### 待完成
请从含有“Note: for every instance of the wooden table, put”的那一行开始，一直到记录末尾，把这些行重新写出，并将其中的“wooden table”改为“oak table”，其余内容一律不动。

### 记录清单
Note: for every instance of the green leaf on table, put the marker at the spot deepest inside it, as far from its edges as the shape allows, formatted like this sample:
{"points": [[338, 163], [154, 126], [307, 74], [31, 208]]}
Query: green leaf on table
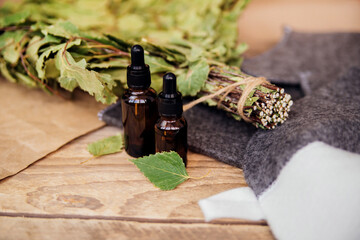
{"points": [[107, 145], [165, 170], [73, 74], [191, 82]]}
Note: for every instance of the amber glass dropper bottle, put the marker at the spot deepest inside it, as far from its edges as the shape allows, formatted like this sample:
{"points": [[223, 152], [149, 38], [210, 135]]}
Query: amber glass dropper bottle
{"points": [[139, 107], [171, 128]]}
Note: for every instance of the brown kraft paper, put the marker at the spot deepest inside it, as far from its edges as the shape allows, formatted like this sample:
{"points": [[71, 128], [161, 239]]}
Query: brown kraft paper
{"points": [[34, 124]]}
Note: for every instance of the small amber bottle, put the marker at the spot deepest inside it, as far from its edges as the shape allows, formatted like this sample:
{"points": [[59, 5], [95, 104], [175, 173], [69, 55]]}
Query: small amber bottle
{"points": [[139, 107], [171, 128]]}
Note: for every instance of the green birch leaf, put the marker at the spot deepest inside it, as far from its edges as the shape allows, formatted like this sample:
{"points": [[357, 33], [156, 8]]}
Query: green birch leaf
{"points": [[73, 74], [118, 62], [51, 70], [40, 63], [6, 73], [158, 64], [107, 145], [165, 170], [11, 53], [11, 37], [16, 18], [35, 44], [26, 80], [62, 29], [191, 82]]}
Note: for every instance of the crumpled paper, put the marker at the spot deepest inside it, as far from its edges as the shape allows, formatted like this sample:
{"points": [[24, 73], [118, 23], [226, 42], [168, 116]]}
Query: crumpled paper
{"points": [[34, 124]]}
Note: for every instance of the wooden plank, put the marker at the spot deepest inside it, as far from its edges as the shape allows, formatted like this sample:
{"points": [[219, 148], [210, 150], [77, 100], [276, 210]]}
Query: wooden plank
{"points": [[53, 229], [110, 186]]}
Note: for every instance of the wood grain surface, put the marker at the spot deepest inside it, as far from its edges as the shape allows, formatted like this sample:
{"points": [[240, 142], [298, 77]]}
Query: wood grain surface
{"points": [[70, 192]]}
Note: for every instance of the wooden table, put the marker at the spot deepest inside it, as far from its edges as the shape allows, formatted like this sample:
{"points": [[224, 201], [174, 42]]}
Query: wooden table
{"points": [[69, 195]]}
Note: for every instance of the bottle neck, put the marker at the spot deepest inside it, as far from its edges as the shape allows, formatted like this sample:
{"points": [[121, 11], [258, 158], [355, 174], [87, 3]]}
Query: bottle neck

### 练习作答
Note: for every instance of the oak table, put the marker at the spot deepest inside it, as far from its edges as the shape allows, formatted like this sample:
{"points": [[224, 201], [174, 42]]}
Query: oak table
{"points": [[69, 195]]}
Note: for every instance of the bottle neck, put the marker at the spot deepest inside it, as far from its edges as the shape allows, formatted like this sample:
{"points": [[121, 11], [258, 158], [355, 174], [87, 3]]}
Query: bottle neck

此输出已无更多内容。